--- start of DATA LINES ---

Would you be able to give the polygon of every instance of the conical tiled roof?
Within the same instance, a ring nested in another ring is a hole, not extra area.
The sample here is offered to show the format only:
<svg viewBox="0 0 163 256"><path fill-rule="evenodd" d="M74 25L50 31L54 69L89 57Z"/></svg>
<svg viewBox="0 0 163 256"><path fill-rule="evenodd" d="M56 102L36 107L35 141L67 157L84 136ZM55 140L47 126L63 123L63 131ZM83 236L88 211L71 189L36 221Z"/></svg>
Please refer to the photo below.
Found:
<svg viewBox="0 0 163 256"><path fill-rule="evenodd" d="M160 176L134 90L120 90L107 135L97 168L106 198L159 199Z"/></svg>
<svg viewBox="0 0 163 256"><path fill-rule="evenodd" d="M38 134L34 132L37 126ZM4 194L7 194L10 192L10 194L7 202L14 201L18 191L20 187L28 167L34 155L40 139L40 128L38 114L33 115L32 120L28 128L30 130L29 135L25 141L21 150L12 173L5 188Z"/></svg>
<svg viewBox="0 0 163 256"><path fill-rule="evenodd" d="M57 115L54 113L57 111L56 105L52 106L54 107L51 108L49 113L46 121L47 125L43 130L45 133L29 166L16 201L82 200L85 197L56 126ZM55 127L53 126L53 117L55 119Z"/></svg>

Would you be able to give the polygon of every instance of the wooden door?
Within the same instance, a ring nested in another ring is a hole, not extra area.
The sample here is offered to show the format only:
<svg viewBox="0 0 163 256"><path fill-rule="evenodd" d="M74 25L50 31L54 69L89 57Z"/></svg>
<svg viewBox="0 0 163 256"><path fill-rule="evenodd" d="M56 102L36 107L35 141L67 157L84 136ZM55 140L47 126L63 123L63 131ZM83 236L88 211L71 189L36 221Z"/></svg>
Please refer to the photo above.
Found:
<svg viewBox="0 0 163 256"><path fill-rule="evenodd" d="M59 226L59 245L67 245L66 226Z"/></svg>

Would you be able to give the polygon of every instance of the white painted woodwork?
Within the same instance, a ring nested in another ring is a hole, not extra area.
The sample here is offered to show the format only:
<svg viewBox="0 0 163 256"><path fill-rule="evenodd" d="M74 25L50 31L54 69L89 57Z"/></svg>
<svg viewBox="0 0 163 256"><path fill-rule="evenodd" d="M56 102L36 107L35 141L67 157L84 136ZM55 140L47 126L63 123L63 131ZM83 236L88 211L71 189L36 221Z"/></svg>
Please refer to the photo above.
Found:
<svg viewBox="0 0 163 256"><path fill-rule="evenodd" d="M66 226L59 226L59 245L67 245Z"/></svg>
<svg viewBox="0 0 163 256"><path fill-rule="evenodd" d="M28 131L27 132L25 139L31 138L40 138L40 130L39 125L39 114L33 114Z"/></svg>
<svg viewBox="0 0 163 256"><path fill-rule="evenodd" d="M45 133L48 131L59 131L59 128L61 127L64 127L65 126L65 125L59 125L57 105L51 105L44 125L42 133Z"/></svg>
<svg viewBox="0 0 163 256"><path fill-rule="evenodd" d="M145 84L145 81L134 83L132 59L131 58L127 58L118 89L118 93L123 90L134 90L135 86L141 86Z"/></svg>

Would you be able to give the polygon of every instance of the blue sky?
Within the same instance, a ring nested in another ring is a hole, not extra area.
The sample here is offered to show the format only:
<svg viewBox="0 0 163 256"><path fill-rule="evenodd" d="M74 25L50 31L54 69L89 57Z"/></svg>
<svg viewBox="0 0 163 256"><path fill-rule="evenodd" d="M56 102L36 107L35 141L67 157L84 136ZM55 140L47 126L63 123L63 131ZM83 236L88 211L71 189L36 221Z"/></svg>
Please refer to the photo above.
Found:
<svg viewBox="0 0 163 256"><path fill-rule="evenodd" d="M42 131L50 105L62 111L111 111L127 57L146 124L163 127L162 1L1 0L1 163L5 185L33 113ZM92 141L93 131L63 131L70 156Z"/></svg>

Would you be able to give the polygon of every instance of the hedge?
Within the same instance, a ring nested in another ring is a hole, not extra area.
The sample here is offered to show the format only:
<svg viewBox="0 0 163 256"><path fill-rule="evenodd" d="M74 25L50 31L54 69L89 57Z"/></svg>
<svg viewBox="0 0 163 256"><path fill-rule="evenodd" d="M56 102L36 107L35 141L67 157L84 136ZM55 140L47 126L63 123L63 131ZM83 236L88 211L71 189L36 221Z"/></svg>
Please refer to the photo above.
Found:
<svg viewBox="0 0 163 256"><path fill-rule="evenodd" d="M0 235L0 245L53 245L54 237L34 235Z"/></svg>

--- end of DATA LINES ---

▶ PROBLEM DESCRIPTION
Reproduce the whole listing above line for line, without a single change.

▶ IN RESPONSE
Would you be able to give the polygon of every instance of the conical tiled roof?
Within the same instance, a ring nested in another ring is a hole, not extra area.
The sample here is offered to show the format only:
<svg viewBox="0 0 163 256"><path fill-rule="evenodd" d="M74 25L50 31L54 69L89 57Z"/></svg>
<svg viewBox="0 0 163 256"><path fill-rule="evenodd" d="M56 102L36 107L35 141L67 157L84 136ZM55 140L47 126L63 123L63 131ZM83 236L88 211L71 189L36 221Z"/></svg>
Please refer to the photo below.
Found:
<svg viewBox="0 0 163 256"><path fill-rule="evenodd" d="M160 176L134 90L120 90L107 135L97 168L106 198L159 199Z"/></svg>
<svg viewBox="0 0 163 256"><path fill-rule="evenodd" d="M38 134L34 132L37 126ZM4 194L7 194L10 192L10 194L7 202L14 201L18 191L20 187L28 167L34 155L40 139L40 128L38 114L33 115L32 120L28 128L30 130L29 135L25 141L21 150L12 173L5 188Z"/></svg>
<svg viewBox="0 0 163 256"><path fill-rule="evenodd" d="M57 115L54 113L57 111L56 105L52 106L54 107L51 108L49 113L46 121L47 125L43 130L45 133L29 166L16 201L82 200L85 197L56 126ZM55 127L53 126L53 117L55 119Z"/></svg>

Would you be able to give the polygon of every instance of the wooden door?
Within the same instance, a ring nested in another ring is a hole, not extra area.
The sample here is offered to show the format only:
<svg viewBox="0 0 163 256"><path fill-rule="evenodd" d="M74 25L50 31L54 69L89 57Z"/></svg>
<svg viewBox="0 0 163 256"><path fill-rule="evenodd" d="M56 102L36 107L35 141L67 157L84 136ZM55 140L47 126L63 123L63 131ZM83 236L88 211L71 189L36 221Z"/></svg>
Please refer to the photo above.
Found:
<svg viewBox="0 0 163 256"><path fill-rule="evenodd" d="M59 226L59 245L67 245L66 226Z"/></svg>

Would you be able to give the polygon of every instance of the white painted woodwork?
Within the same instance, a ring nested in another ring is a hole, not extra area.
The sample here is offered to show the format only:
<svg viewBox="0 0 163 256"><path fill-rule="evenodd" d="M74 25L50 31L54 69L89 57Z"/></svg>
<svg viewBox="0 0 163 256"><path fill-rule="evenodd" d="M56 102L36 107L35 141L67 157L84 136ZM55 140L47 126L63 123L63 131ZM83 236L88 211L71 189L36 221Z"/></svg>
Please refer to the photo above.
Found:
<svg viewBox="0 0 163 256"><path fill-rule="evenodd" d="M66 226L59 226L59 245L67 245Z"/></svg>
<svg viewBox="0 0 163 256"><path fill-rule="evenodd" d="M28 131L27 132L25 139L31 138L40 138L40 130L39 125L39 114L33 114Z"/></svg>
<svg viewBox="0 0 163 256"><path fill-rule="evenodd" d="M45 133L48 131L59 131L59 128L61 127L64 127L65 126L65 125L59 125L57 105L51 105L44 125L42 133Z"/></svg>
<svg viewBox="0 0 163 256"><path fill-rule="evenodd" d="M145 84L145 81L134 83L132 59L131 58L127 58L118 89L118 93L123 90L134 90L135 86L141 86Z"/></svg>

Would you be able to give the polygon of every instance of the blue sky?
Within the same instance, a ring nested in another ring is a hole, not extra area.
The sample here is offered to show the format only:
<svg viewBox="0 0 163 256"><path fill-rule="evenodd" d="M74 25L50 31L54 69L89 57Z"/></svg>
<svg viewBox="0 0 163 256"><path fill-rule="evenodd" d="M56 102L36 107L35 141L67 157L84 136ZM55 140L47 126L63 123L63 131ZM83 236L88 211L71 189L36 221Z"/></svg>
Please refer to the photo above.
Found:
<svg viewBox="0 0 163 256"><path fill-rule="evenodd" d="M42 131L50 105L62 111L111 111L127 57L146 124L163 127L162 1L1 0L1 163L5 185L33 113ZM92 141L93 131L63 131L70 156Z"/></svg>

Would you be able to give the polygon of every instance of the hedge?
Within the same instance, a ring nested in another ring is a hole, not extra area.
The sample here is offered to show the format only:
<svg viewBox="0 0 163 256"><path fill-rule="evenodd" d="M74 25L50 31L54 69L89 57Z"/></svg>
<svg viewBox="0 0 163 256"><path fill-rule="evenodd" d="M56 102L36 107L35 141L67 157L84 136ZM55 140L47 126L63 123L63 131ZM83 236L88 211L71 189L36 221Z"/></svg>
Please refer to the photo above.
Found:
<svg viewBox="0 0 163 256"><path fill-rule="evenodd" d="M0 235L0 245L53 245L54 237L34 235Z"/></svg>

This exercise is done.